[Start DATA IN THIS EXERCISE]

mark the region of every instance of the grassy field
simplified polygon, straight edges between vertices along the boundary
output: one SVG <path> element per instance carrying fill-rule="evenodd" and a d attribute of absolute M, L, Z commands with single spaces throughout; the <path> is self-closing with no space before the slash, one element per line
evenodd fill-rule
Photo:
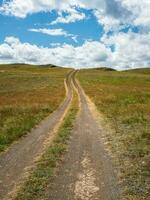
<path fill-rule="evenodd" d="M 150 185 L 150 69 L 81 70 L 86 94 L 111 125 L 110 150 L 125 200 L 148 200 Z"/>
<path fill-rule="evenodd" d="M 0 151 L 58 107 L 67 73 L 46 66 L 0 65 Z"/>
<path fill-rule="evenodd" d="M 37 163 L 24 186 L 18 191 L 15 200 L 41 200 L 44 199 L 45 190 L 51 183 L 51 177 L 55 175 L 55 169 L 67 150 L 67 143 L 73 129 L 78 112 L 78 97 L 74 94 L 73 102 L 67 113 L 53 144 L 44 153 Z"/>

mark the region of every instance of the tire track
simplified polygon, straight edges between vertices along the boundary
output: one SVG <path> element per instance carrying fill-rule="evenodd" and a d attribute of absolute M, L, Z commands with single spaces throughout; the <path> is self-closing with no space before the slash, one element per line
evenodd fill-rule
<path fill-rule="evenodd" d="M 6 152 L 0 154 L 0 199 L 11 199 L 10 193 L 16 190 L 27 172 L 35 165 L 35 160 L 52 142 L 55 132 L 69 109 L 72 101 L 71 71 L 65 79 L 66 98 L 59 108 L 43 120 L 25 137 L 14 143 Z"/>
<path fill-rule="evenodd" d="M 86 95 L 73 77 L 80 99 L 69 149 L 45 194 L 46 200 L 119 200 L 116 174 Z M 44 199 L 43 198 L 43 199 Z"/>

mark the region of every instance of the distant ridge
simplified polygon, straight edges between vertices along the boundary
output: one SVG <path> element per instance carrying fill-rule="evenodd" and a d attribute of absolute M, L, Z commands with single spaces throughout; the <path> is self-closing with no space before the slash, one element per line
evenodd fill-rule
<path fill-rule="evenodd" d="M 117 71 L 113 68 L 107 68 L 107 67 L 100 67 L 100 68 L 95 68 L 96 70 L 101 70 L 101 71 Z"/>
<path fill-rule="evenodd" d="M 128 69 L 128 70 L 125 70 L 124 72 L 139 73 L 139 74 L 150 74 L 150 68 Z"/>

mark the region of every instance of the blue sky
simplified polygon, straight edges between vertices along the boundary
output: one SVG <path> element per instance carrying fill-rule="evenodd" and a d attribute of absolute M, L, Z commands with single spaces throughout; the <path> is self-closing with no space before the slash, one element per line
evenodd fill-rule
<path fill-rule="evenodd" d="M 149 13 L 147 0 L 0 0 L 0 63 L 149 67 Z"/>

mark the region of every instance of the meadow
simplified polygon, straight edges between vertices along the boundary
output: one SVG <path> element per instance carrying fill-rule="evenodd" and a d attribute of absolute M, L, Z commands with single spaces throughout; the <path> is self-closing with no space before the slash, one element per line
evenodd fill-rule
<path fill-rule="evenodd" d="M 124 199 L 148 199 L 150 69 L 88 69 L 77 77 L 112 129 L 105 137 L 119 171 Z"/>
<path fill-rule="evenodd" d="M 0 65 L 0 152 L 60 105 L 68 71 L 48 66 Z"/>

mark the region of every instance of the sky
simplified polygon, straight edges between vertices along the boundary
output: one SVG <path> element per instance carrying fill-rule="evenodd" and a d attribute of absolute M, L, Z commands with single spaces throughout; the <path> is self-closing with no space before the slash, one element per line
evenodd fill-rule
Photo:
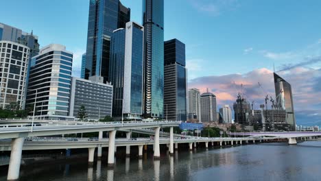
<path fill-rule="evenodd" d="M 131 9 L 131 21 L 141 23 L 142 1 L 121 1 Z M 88 5 L 6 1 L 0 22 L 33 30 L 40 47 L 65 45 L 73 52 L 73 75 L 80 76 Z M 231 106 L 238 92 L 256 106 L 266 94 L 274 97 L 274 67 L 292 85 L 297 123 L 321 126 L 320 7 L 318 0 L 165 0 L 165 40 L 185 43 L 189 87 L 209 88 L 218 107 Z"/>

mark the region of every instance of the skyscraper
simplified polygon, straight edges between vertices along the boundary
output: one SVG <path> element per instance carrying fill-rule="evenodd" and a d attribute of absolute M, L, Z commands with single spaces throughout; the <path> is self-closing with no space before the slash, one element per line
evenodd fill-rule
<path fill-rule="evenodd" d="M 164 0 L 143 0 L 145 29 L 145 117 L 163 118 L 164 96 Z"/>
<path fill-rule="evenodd" d="M 0 108 L 14 104 L 23 108 L 30 49 L 12 41 L 0 40 Z"/>
<path fill-rule="evenodd" d="M 143 114 L 144 28 L 128 22 L 114 31 L 110 45 L 110 83 L 114 86 L 113 117 L 131 119 Z"/>
<path fill-rule="evenodd" d="M 275 95 L 276 96 L 276 106 L 286 111 L 286 121 L 291 125 L 292 131 L 296 130 L 296 117 L 293 107 L 292 89 L 291 84 L 274 73 Z"/>
<path fill-rule="evenodd" d="M 177 39 L 165 41 L 164 57 L 164 117 L 187 121 L 185 45 Z"/>
<path fill-rule="evenodd" d="M 232 123 L 232 111 L 230 106 L 224 105 L 222 108 L 219 108 L 219 114 L 221 114 L 223 119 L 223 123 Z"/>
<path fill-rule="evenodd" d="M 73 53 L 50 44 L 32 59 L 26 106 L 36 104 L 35 115 L 46 118 L 69 115 Z"/>
<path fill-rule="evenodd" d="M 80 71 L 80 77 L 84 79 L 86 71 L 86 53 L 82 56 L 82 69 Z"/>
<path fill-rule="evenodd" d="M 84 78 L 104 77 L 109 81 L 110 37 L 112 31 L 125 27 L 130 20 L 130 9 L 119 0 L 91 0 L 88 23 Z"/>
<path fill-rule="evenodd" d="M 189 119 L 201 122 L 200 93 L 197 88 L 189 89 Z"/>
<path fill-rule="evenodd" d="M 240 94 L 233 104 L 234 122 L 236 123 L 248 125 L 250 123 L 250 105 Z"/>
<path fill-rule="evenodd" d="M 200 96 L 201 119 L 203 121 L 217 121 L 216 96 L 211 93 Z"/>

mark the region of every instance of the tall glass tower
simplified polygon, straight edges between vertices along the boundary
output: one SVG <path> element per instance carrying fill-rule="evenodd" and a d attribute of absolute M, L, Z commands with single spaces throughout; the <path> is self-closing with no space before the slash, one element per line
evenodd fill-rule
<path fill-rule="evenodd" d="M 143 0 L 145 29 L 144 114 L 163 118 L 164 96 L 164 0 Z"/>
<path fill-rule="evenodd" d="M 296 118 L 293 107 L 292 89 L 291 84 L 276 73 L 274 73 L 276 105 L 285 110 L 286 121 L 292 131 L 296 130 Z"/>
<path fill-rule="evenodd" d="M 119 0 L 91 0 L 88 23 L 84 78 L 97 75 L 109 81 L 110 37 L 112 31 L 125 27 L 130 9 Z"/>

[End DATA IN THIS EXERCISE]

■ DIRECTIONS FOR THIS TASK
Retype the lines of the entries above, from the line containing "mark the region of every instance of the tire" through the line containing "152 L 0 154", with both of those lines included.

■ CORRECT ANSWER
mark the region of every instance of the tire track
simplified polygon, straight edges between vertices along the boundary
output: one SVG <path> element per instance carrying fill-rule="evenodd" and a d attribute of absolute M, L, Z commands with single spaces throughout; the <path> is self-closing with no space before the slash, one element per line
evenodd fill-rule
<path fill-rule="evenodd" d="M 6 152 L 0 154 L 0 199 L 11 199 L 10 193 L 16 190 L 27 172 L 35 165 L 35 160 L 52 142 L 55 132 L 69 109 L 72 101 L 71 71 L 65 79 L 66 98 L 59 108 L 43 120 L 25 137 L 14 143 Z"/>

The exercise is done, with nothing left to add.